WHAT IS ASKED: From the listing below, report each line that contains the word "tile", copying every such line in full.

RECORDS SHOWN:
□ □ □

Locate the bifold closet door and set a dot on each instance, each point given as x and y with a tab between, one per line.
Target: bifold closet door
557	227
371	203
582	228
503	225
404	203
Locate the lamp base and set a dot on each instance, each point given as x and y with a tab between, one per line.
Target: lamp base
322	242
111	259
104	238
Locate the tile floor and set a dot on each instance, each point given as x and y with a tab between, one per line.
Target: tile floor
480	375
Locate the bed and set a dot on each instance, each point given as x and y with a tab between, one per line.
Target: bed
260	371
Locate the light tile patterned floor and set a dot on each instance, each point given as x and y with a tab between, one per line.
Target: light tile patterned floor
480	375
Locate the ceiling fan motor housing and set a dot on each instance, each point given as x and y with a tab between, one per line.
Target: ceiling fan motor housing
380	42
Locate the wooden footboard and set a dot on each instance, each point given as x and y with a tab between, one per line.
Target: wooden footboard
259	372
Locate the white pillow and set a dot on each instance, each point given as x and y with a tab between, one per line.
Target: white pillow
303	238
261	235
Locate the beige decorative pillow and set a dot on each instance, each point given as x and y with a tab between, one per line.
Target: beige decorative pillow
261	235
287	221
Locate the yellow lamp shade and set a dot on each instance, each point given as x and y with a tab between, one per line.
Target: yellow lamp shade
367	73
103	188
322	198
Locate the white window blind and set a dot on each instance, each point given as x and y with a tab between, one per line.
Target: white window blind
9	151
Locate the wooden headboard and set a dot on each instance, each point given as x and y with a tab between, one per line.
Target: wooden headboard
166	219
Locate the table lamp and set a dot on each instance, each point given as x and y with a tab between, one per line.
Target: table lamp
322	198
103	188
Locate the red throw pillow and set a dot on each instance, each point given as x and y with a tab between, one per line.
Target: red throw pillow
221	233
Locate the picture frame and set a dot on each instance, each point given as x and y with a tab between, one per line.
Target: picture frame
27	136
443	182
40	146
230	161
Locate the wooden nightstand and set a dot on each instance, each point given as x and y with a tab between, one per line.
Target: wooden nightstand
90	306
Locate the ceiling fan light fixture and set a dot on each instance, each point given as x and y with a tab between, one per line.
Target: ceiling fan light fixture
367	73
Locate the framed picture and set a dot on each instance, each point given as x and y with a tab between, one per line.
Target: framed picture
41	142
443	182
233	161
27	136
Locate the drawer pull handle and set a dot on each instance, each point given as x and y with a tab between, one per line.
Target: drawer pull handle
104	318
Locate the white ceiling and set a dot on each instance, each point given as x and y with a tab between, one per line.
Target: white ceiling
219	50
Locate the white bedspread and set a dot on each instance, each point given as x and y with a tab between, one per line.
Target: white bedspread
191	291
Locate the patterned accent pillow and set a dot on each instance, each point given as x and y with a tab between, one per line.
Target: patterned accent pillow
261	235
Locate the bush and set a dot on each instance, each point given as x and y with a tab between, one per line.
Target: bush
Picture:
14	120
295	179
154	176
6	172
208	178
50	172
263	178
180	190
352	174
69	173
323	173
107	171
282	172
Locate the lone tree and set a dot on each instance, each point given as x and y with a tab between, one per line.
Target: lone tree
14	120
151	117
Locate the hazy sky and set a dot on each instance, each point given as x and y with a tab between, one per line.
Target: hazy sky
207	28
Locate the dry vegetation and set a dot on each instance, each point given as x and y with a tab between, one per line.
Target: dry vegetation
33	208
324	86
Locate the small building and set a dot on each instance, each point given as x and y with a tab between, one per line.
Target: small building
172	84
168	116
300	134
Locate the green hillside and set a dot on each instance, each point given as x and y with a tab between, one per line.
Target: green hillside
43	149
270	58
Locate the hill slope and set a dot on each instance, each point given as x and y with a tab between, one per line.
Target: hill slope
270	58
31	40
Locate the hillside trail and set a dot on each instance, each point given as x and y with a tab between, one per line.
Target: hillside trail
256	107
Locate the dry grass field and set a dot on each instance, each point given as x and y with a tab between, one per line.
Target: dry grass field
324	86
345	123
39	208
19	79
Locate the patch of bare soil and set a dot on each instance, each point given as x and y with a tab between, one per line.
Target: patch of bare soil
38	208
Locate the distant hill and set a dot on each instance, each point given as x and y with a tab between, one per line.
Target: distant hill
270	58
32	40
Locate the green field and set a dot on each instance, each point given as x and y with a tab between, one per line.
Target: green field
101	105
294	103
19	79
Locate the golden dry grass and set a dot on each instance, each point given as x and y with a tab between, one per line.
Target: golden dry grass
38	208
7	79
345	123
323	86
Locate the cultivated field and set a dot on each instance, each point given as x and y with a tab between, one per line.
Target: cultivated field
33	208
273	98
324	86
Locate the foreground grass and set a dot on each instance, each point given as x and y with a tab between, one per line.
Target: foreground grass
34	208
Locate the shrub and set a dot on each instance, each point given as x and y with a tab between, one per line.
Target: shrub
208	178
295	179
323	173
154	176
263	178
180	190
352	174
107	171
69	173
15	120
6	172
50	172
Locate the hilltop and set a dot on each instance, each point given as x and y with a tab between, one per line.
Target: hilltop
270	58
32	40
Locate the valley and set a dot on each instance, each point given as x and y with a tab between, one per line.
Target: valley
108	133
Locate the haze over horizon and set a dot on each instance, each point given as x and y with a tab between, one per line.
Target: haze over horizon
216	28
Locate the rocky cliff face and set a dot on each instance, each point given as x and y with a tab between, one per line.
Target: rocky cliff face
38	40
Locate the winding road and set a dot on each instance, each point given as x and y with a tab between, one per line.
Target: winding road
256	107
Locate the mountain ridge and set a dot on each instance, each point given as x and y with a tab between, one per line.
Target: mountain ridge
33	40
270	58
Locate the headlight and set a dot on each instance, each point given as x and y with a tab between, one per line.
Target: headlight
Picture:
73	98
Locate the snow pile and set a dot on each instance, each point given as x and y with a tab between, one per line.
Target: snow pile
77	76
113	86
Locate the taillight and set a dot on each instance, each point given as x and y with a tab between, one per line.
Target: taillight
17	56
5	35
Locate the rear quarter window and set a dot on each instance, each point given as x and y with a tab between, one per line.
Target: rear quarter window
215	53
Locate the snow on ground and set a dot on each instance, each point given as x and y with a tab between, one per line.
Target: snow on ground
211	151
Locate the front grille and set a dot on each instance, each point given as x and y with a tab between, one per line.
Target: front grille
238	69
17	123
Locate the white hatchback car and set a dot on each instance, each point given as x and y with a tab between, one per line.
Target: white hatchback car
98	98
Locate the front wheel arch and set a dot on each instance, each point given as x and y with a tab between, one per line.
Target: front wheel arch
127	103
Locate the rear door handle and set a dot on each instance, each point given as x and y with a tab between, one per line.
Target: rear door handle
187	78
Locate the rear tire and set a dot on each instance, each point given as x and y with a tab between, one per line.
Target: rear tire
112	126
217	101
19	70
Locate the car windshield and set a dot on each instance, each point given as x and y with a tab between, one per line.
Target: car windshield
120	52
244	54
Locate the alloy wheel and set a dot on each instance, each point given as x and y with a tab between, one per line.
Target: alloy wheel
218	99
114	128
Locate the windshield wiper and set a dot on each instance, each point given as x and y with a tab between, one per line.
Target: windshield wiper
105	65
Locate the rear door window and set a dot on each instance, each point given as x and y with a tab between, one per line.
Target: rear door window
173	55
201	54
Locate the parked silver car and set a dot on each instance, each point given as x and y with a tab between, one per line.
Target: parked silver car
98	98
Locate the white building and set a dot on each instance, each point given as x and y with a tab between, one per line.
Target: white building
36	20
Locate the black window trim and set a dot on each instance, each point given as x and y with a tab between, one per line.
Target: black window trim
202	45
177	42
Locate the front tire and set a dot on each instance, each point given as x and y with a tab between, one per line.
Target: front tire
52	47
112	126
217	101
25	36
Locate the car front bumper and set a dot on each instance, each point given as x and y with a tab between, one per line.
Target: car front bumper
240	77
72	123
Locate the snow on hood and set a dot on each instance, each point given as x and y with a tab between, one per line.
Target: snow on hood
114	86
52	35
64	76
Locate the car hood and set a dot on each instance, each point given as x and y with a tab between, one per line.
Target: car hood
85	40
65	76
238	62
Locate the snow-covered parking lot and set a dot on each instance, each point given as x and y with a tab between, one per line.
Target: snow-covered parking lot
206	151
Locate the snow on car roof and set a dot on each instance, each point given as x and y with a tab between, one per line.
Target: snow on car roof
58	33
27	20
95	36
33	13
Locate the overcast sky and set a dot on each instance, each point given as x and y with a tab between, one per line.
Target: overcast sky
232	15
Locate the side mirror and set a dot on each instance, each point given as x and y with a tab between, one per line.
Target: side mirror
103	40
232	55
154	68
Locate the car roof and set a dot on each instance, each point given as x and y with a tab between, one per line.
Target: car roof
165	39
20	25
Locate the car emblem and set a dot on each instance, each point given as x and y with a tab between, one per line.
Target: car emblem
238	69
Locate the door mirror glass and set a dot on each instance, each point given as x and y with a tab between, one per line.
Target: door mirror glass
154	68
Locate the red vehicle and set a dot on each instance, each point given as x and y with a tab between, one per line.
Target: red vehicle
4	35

□ □ □

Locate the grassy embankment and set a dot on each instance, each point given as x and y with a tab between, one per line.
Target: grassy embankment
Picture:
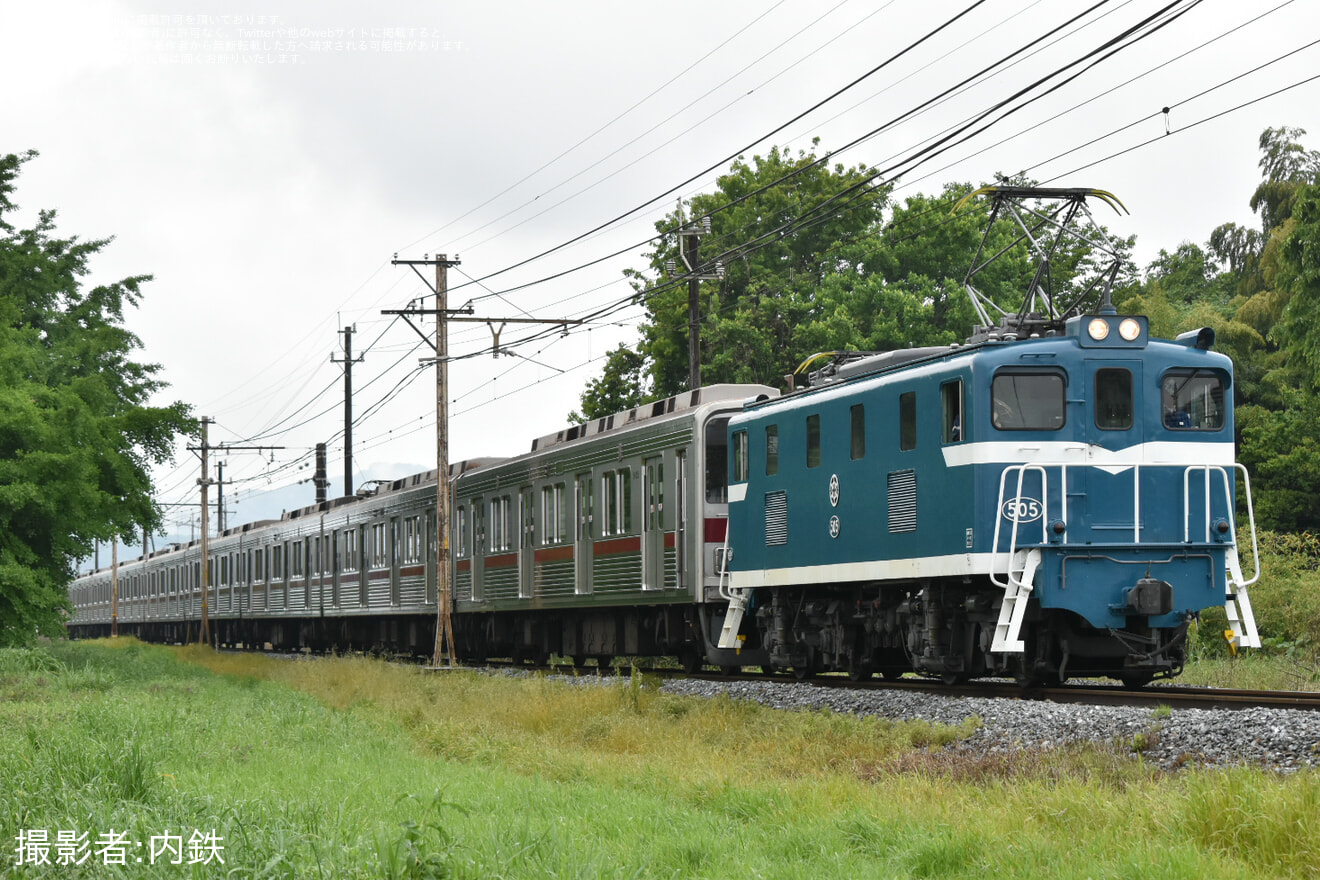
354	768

□ □ □

THE RESPONSE:
Locate the tile floor and set a dot on each instance, each point given as x and y with a tab between, one per line.
Target: tile floor
Locate the light tile patterned floor and set a dot on each instance, each point given as x and y with a tab between, one per line.
Target: light tile patterned floor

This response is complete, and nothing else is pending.